Write the data out again, character for character, with no images.

#### Extracted material ####

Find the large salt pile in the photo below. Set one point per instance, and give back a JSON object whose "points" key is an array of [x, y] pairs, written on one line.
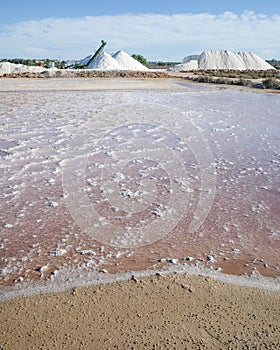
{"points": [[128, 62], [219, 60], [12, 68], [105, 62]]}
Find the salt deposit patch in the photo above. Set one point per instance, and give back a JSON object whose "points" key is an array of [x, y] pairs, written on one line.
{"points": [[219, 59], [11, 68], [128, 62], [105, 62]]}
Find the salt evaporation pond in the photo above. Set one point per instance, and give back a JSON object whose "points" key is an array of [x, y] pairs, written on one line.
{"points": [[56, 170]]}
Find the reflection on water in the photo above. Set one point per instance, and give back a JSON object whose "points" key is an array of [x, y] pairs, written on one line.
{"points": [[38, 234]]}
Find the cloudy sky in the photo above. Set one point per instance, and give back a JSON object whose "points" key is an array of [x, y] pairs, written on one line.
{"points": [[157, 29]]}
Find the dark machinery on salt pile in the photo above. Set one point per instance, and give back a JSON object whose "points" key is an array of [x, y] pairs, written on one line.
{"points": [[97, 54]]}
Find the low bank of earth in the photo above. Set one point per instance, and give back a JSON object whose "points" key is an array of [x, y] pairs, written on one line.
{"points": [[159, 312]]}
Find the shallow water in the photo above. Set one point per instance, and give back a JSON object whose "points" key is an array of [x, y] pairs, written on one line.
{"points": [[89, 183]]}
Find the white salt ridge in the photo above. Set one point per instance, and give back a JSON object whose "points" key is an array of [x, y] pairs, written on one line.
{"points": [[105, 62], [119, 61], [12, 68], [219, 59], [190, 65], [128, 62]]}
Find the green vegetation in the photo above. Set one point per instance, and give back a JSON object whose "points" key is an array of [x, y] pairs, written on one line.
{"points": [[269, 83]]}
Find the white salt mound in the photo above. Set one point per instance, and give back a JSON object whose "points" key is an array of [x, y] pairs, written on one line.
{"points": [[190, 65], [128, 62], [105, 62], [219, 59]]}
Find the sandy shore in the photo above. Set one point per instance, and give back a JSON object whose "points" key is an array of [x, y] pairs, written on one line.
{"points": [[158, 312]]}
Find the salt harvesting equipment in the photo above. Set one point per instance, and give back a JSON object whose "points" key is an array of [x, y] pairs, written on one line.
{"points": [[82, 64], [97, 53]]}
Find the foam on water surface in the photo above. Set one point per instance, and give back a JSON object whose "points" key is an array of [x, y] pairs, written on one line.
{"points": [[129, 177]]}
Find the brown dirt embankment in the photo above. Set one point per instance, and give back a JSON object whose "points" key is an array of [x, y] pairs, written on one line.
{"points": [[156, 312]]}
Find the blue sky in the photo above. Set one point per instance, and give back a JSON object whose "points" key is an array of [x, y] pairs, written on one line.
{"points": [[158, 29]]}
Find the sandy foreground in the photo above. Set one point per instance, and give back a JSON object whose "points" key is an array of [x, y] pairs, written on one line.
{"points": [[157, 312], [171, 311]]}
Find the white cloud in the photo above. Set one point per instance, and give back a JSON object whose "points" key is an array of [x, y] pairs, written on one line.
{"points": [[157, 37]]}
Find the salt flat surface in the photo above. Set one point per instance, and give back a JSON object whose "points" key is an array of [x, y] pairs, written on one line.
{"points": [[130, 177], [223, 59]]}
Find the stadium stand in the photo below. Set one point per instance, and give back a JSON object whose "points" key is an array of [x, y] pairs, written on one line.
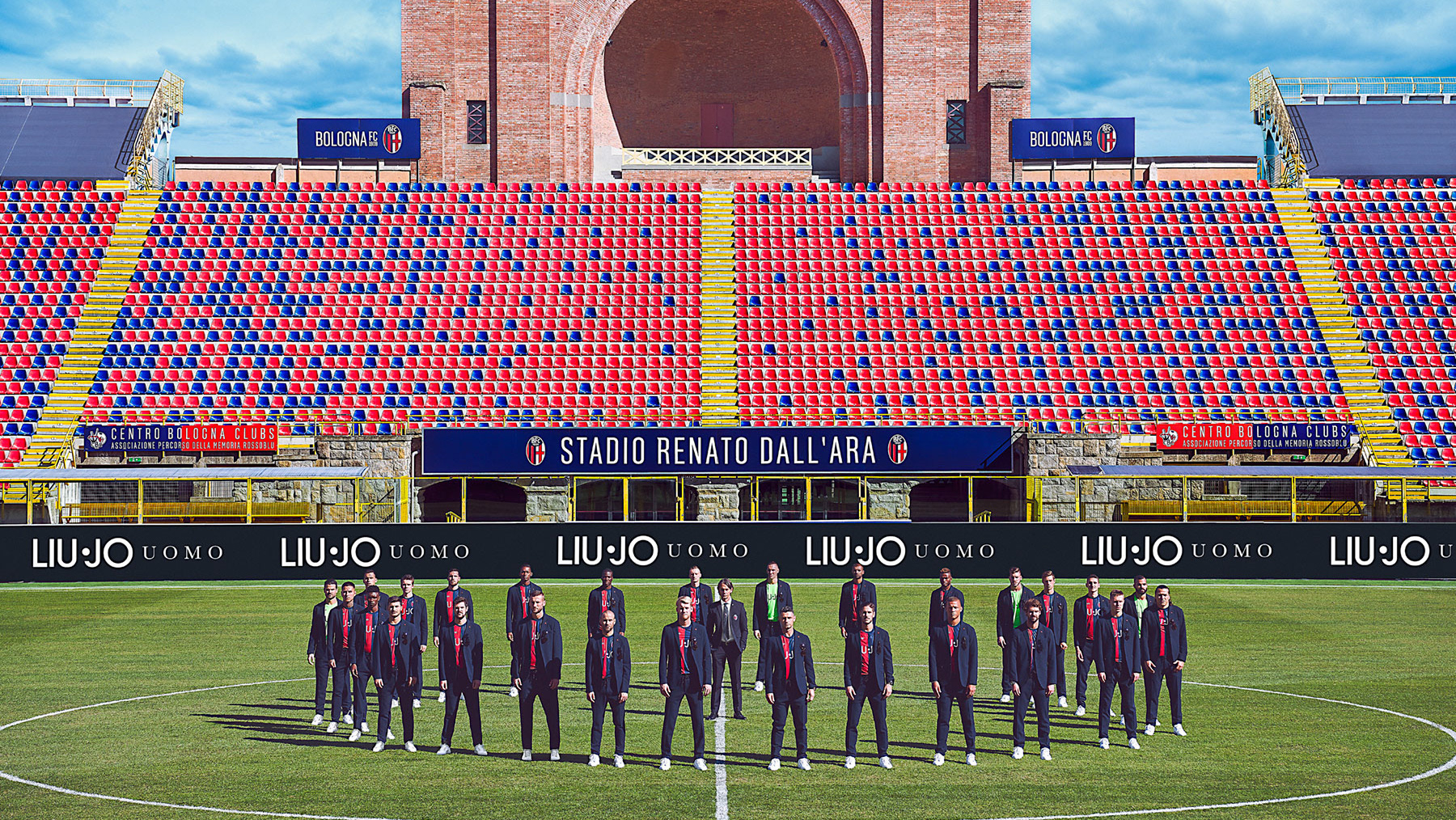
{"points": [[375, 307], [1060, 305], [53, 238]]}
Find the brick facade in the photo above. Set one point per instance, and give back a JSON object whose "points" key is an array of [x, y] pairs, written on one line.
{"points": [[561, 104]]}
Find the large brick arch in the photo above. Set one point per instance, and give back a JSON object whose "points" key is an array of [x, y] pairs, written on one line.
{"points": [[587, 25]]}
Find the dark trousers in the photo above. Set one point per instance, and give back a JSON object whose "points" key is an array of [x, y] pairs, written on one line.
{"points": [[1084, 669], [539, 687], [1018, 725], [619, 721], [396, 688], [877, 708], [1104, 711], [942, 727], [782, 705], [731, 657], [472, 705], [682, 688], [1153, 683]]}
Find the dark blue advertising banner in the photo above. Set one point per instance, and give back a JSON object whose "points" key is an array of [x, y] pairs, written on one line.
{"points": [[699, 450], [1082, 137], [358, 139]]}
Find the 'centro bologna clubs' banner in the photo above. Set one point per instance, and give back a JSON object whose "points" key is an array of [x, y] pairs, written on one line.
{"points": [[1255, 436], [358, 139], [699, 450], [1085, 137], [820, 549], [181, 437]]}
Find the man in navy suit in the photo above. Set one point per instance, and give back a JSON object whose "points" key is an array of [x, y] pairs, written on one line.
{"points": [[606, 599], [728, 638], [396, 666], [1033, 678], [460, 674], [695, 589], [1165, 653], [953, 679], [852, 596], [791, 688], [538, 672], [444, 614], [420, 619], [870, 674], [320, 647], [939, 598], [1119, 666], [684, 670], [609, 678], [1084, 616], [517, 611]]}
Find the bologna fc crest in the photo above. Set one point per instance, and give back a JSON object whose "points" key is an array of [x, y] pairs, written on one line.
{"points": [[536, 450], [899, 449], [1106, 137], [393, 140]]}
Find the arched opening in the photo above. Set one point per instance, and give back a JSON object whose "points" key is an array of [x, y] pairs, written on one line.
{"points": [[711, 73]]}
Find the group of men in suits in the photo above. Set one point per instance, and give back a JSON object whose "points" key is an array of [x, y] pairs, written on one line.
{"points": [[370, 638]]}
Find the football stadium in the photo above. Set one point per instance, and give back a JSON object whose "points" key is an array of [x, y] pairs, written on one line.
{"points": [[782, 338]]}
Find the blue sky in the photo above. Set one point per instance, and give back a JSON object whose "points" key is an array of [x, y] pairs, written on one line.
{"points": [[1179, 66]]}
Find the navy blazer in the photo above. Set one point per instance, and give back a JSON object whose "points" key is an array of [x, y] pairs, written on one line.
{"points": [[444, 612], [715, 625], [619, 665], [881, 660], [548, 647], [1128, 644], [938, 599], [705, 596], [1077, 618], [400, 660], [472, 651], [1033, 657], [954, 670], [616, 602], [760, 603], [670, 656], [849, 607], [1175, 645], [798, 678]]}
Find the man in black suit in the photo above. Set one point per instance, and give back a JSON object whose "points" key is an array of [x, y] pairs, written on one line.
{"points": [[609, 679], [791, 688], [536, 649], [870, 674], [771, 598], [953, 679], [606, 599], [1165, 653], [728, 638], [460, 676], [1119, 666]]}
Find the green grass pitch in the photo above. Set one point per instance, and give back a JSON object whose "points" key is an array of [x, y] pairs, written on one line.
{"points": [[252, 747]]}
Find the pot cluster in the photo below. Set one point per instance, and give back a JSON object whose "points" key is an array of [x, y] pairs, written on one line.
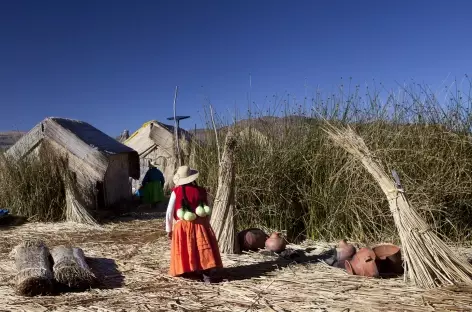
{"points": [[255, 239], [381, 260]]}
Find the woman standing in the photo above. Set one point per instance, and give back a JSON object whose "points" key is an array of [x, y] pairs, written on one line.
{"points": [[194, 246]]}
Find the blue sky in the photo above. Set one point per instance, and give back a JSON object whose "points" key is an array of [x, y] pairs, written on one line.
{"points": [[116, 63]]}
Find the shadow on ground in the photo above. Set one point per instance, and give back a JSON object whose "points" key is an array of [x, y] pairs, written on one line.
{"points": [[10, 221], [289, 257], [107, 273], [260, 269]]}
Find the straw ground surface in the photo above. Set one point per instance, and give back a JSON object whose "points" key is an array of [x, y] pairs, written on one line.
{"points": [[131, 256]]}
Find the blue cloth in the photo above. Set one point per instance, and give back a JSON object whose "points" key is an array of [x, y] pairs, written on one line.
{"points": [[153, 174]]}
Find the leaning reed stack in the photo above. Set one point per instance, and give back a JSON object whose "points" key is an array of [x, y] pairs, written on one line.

####

Answer below>
Find the large salt pile in the photo below. Set one point per instance, and give back a JSON object whose "points" key is an array of [x, y] pairs, written on one line.
{"points": [[128, 62], [219, 60], [12, 68], [105, 62]]}
Find the salt deposit patch in the photo above. Set one point per instance, and give back a JSON object whose "points" key is an array of [x, y] pairs, written on one line.
{"points": [[219, 59], [11, 68], [128, 62], [105, 62]]}
Find the salt evaporation pond in the photo above. Set one point per instance, and give back a JSON object whose "points" key is an array of [x, y] pairs, written on one line.
{"points": [[56, 170]]}
Find the reflection on water in the photo above. Set one point per instance, and give back a JSON object whose "points" key is an array of [x, y] pairs, written on one line.
{"points": [[38, 234]]}
Find the cloudy sky in the photo above. Set one point per instance, and give back a JSON object whose "points" key is an array of [x, y] pairs, written on one line.
{"points": [[157, 29]]}
Find the dark machinery on salt pile in the photo above. Set one point per instance, and give back a JSON object whose "points" key is an array of [x, y] pairs, written on one line.
{"points": [[97, 54]]}
Find the low bank of earth in the photo above. Set one point per instance, and give back a JSON object whose "points" key is an array of [x, y] pairs, written on one line.
{"points": [[159, 312]]}
Find the shallow water in the photo above. Set one point per instance, and give back a JSON object whose "points" key is an array of [x, y] pairs, written on one line.
{"points": [[89, 183]]}
Find the white salt ridge in the photo above. Set one point per instance, and give back a JSON object whose "points" key is an array of [x, y] pairs, written on one line.
{"points": [[105, 62], [119, 61], [12, 68], [219, 59], [190, 65], [128, 62]]}
Find the green vegetation in the photo above. Set one point per instance, and give back a JSON object whose "points" key is an array of [x, y] pairs, written on one line.
{"points": [[269, 83]]}
Find the white salt mound in the photo above. Set one point per instance, and give back a JSON object whose "points" key is an array of [x, y] pairs, written on one line.
{"points": [[190, 65], [128, 62], [105, 62], [219, 59]]}
Find the sandy shore in the photo above. Set one point per instance, and give back a JSON object whose "points" key is an array of [x, y] pairs, written on one line.
{"points": [[158, 312]]}
Find the salt harvesting equipment in the photo above. Set one point per instance, and give back a JSON object whose "points" key is an array of [x, y] pairs, written on one line.
{"points": [[82, 64], [97, 53]]}
Find the foam on water surface in the photo above. Set one point per instance, and give back a JSON object whose "points" key is an array of [x, y] pairs, written on one line.
{"points": [[129, 177]]}
Find the brown dirt embankment in the photo above. Set one point per instance, and give back a JSON object whose "points" key is an array of [x, y] pairs, written on one line.
{"points": [[156, 312]]}
Find the blue sky in the photo above. Set one point per instance, and give back a JSON object whose "points" key is an array of [x, y] pairs, written on one line.
{"points": [[158, 29]]}
Find the sandy foreground in the photo above. Set one point per instance, and give back a JSON object whose "points" key is an array of [x, y] pairs, written on one line.
{"points": [[157, 312], [171, 311]]}
Find the white cloud in the photo above. Set one point per instance, and give back a JSON object whose "points" key is an array of [x, y] pairs, written on one line.
{"points": [[157, 37]]}
Find the salt flat surface in the photo above. Set one point per instance, and give back a JSON object whose "points" key is an array of [x, y] pairs, written on one line.
{"points": [[130, 177], [223, 59]]}
Find the stadium stand in the photo below. Set one point per instance, and give back a JSON object whose "points" key is an array of [x, y] pairs, written on one line.
{"points": [[375, 307], [1060, 305], [53, 238]]}
Find the brick facade in the photo above. Set one point per instance, and give back a JSON object whose "points" key is an array of [x, y] pairs, written on one line.
{"points": [[561, 104]]}
Find the large brick arch in the photo above. Set one point per instance, and give back a JSON object whose "points" key is an array of [x, y] pairs, written on one line.
{"points": [[587, 25]]}
Find the dark trousers in the photo above. Set one point per instance, and give back a JSON object whose "points" key is an array of [x, y] pairs, written on one line.
{"points": [[1084, 669], [539, 687], [1018, 725], [619, 721], [396, 688], [877, 708], [1104, 711], [942, 727], [782, 705], [731, 657], [472, 705], [682, 688], [1153, 683]]}
Find the dark blue advertising banner in the photo above. Set one point per instance, and give back a JSON object whose "points" key is an array of [x, y] pairs, written on one line.
{"points": [[699, 450], [1082, 137], [358, 139]]}
Find the 'centro bologna clubs' banner in the photo above. Set one point per instance, and give back a JSON object whose "points" key is an array of [x, y] pairs, written on one line.
{"points": [[1255, 436], [358, 139], [699, 450], [1085, 137], [820, 549], [181, 437]]}
Find the man in navy suit in the photo above. Set one point per instance, and give back a JSON object whose "points" key is an array of [x, y] pairs, written on one line.
{"points": [[606, 599], [728, 638], [396, 666], [1033, 678], [460, 674], [695, 589], [1165, 653], [953, 679], [852, 596], [791, 688], [538, 672], [444, 614], [420, 619], [870, 674], [320, 647], [939, 598], [1119, 666], [684, 670], [609, 678], [1084, 616], [517, 611]]}
Find the bologna fc crest in the photo above. Set one point per instance, and give back a JSON object whose "points" key is an array of [x, y] pairs, written on one line.
{"points": [[536, 450], [899, 449], [1106, 137], [393, 140]]}
Find the arched opening in the photo above. Set one point per instance, and give back a JSON object whose "points" key is an array of [x, y] pairs, written on one line.
{"points": [[711, 73]]}
Find the group of men in suits in the photo above. Set one point per instance, and give back a JSON object whose "points" key is an array of [x, y] pairs, written on one line.
{"points": [[370, 638]]}
Find the football stadium in the photo above. Set one point per instance, and give back a JSON object whose "points" key is an array of [x, y] pairs, written on one line.
{"points": [[782, 338]]}
Find the blue sky in the photo above. Set one point per instance, and give back a JSON object whose "points" key is an array of [x, y] pairs, written on one line.
{"points": [[1179, 66]]}
Find the navy blazer in the photo above. Set one point per instance, and give back a JSON object whose "points" key is an array of [x, y] pairs, written on one line.
{"points": [[444, 612], [715, 625], [619, 665], [881, 660], [548, 647], [1128, 644], [938, 599], [705, 596], [1077, 618], [400, 660], [472, 651], [1033, 657], [954, 670], [616, 602], [760, 603], [670, 656], [849, 607], [1175, 645], [798, 678]]}
Find the man in black suit in the photo above. Set one point per instance, and give back a JSON object whose "points" key is an array of [x, y] pairs, written on one line.
{"points": [[609, 679], [791, 688], [536, 649], [870, 674], [771, 598], [953, 679], [606, 599], [1165, 653], [728, 638], [460, 676], [1119, 666]]}
Find the green grass pitch in the photo above. Set one point per instance, and give back a JSON object whose "points" key is an array of [x, y] pairs, written on one line.
{"points": [[252, 747]]}
Find the pot cluster in the photo below. Set one point per instance, and give back a JSON object whose "points" key is an array of [x, y] pairs, written on one line.
{"points": [[255, 239], [381, 260]]}
Find the woman standing in the photo above. Set one point per instance, and give back a JSON object whose "points" key is an array of [x, y] pairs, written on one line.
{"points": [[194, 246]]}
Find the blue sky in the photo above. Set one point per instance, and give back a JSON object whose "points" key is an array of [x, y] pairs, written on one line.
{"points": [[116, 63]]}
Find the shadow on ground in the photo above. Set one point per instance, and give back a JSON object whose "points" key is an array of [x, y] pairs, written on one line.
{"points": [[10, 221], [289, 257], [107, 273], [260, 269]]}
Find the straw ground surface in the photo above. Set one point per instance, and give back a JSON object whose "points" key is an array of [x, y] pairs, written on one line.
{"points": [[131, 256]]}
Find the blue cloth in the photo above. Set one point per instance, and give back a JSON object whose "points" key is an array of [x, y] pairs, written on one line.
{"points": [[153, 174]]}
Find the leaning reed stack in the photo above. Set one point per instance, and give back a JSON object whose "points" key is an array of [x, y] pairs, written on one line.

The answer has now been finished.